▶ _Supplied passage_:
API Design

Estimators

When designing the package, we’ve tried to keep the interface for all estimators and evaluation functions as close to each other as possible. Both the PySpark-based and H2O-based estimators employ a sklearn-style interface with a fit and a predict function.

We’ve done our best to keep the parameters for initializing a model as similar as possible across the two backends (PySpark and H2O) and model types. However, given that the inner workings of the different modeling techniques vary considerably, we’ve deviated from enforcing this goal in some cases. For instance, while T-learner and S-learner require specifying only a single combination of base_model_class, base_model_params, and predictor_colnames, the X-learner, which proceeds in two stages, takes as input two sets of these parameters. Therefore, we strongly encourage the users to carefully check the docstring of each estimator before use.

The PySpark-based and H2O-based estimators follow an almost identical interface. One exception being that the H2O-based estimators require the predictor_colnames to be specified as a list of strings, while PySpark-based estimators instead require specifying the predictors_colname as a single string. This predictors_colname is expected to represent an assembled vector from all features, as is common in PySpark ML. The reason behind this design decision is to reduce the overhead of assembling the vector each time the user trains a different estimator. The other difference is that the predict functions returns a single column in case of H2O, while in PySpark it returns the whole test dataframe with the predictions column attached to the dataframe. The reason for this is that while H2O returns the predictions in the same order as the instances in the test dataframe, in PySpark it’s impossible to recover the original order within a single column and hence to ensure that the predictions would be aligned with the corresponding instances.

The following code block represents the basic signature of the estimators on the example of H2O-based T-learner.

class TLearnerEstimator

    def __init__(
        self,
        base_model_class: Any,
        base_model_params: Dict,
        predictor_colnames: List[str],
        treatment_colname: str = "treatment",
        target_colname: str = "outcome",
        treatment_value: int = 1,
        control_value: int = 0,
        categorical_outcome: bool = False,
        output_colname: str = "cate_t",
    ):
    """Initializes the T-learner.

▶ _Given data_:
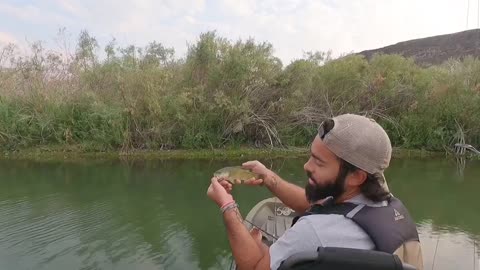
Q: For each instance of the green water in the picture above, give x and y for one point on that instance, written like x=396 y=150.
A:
x=155 y=215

▶ _Work instructions_:
1. Say whether each statement agrees with the API design text, answering yes or no and quoting the words that decide it: (a) The X-learner takes two sets of base_model_class, base_model_params, and predictor_colnames. (b) PySpark-based estimators take their predictors as a list of strings. (c) In PySpark, the predict function returns only a single column.
2. Resume the API design text after its last line, carrying the T-learner docstring and signature forward.
The material after the API design text stands apart from it.

▶ _Answers to the problems_:
1.
(a) Yes: "the X-learner, which proceeds in two stages, takes as input two sets of these parameters"
(b) No: "PySpark-based estimators instead require specifying the predictors_colname as a single string"
(c) No: "in PySpark it returns the whole test dataframe with the predictions column attached to the dataframe"

2.
    Args:
        base_model_class (h2o.utils.backward_compatibility.BackwardsCompatibleMeta): the H2O model class to
          instantiate the T-learner with
        base_model_params (dict): parameters and their values for the H2O models
        predictor_colnames (list of str): the column names that contain the predictor variables
        treatment_colname (str, optional): the column name that contains the treatment indicators
        target_colname (str, optional): the column name that contains the target
        treatment_value (str or int, optional): the value in column <treatment_colname> that refers to the treatment group
        control_value (str or int, optional): the value in column <treatment_colname> that refers to the control group
        categorical_outcome (bool, optional): whether to treat the outcome as categorical
        output_colname (str, optional): the column name for the estimator output
    """

    def fit(self, df_h2o_train: h2o.H2OFrame, df_h2o_val: h2o.H2OFrame = None) -> None:
    """Trains the T-learner.

    Args:
        df_h2o_train (h2o.H2OFrame): a dataframe containing the treatment indicators, the observed outcomes, and predictors
        df_h2o_val (h2o.H2OFrame, optional): a dataframe containing the treatment indicators, the observed outcomes, and predictors
    """

    def predict(self, df_h2o: h2o.H2OFrame) -> h2o.H2OFrame:
    """Applies the T-learner and returns treatment effect predictions.

    Args:
        df_h2o (h2o.H2OFrame): a dataframe containing predictors

    Returns:
        predictions (h2o.H2OFrame): a single column containing treatment effect predictions
    """

Evaluation

The evaluation module is common for all estimators and works on PySpark dataframes. This means that the user is expected to convert their evaluation dataset back to PySpark when using H2O estimators.

All the different types of evaluation curves follow a similar structure. There exists: 1) a function for estimating the values on the curve, which takes as input a PySpark dataframe and returns a Pandas dataframe, 2) a function for plotting the curve, which takes as input the Pandas dataframe from the estimation function and returns the axis of the plot, 3) a function that combines the two steps, i.e., calls both the estimation and plotting functions.

The following code block represents the basic signature of these three types of functions on the example of CATE per bucket.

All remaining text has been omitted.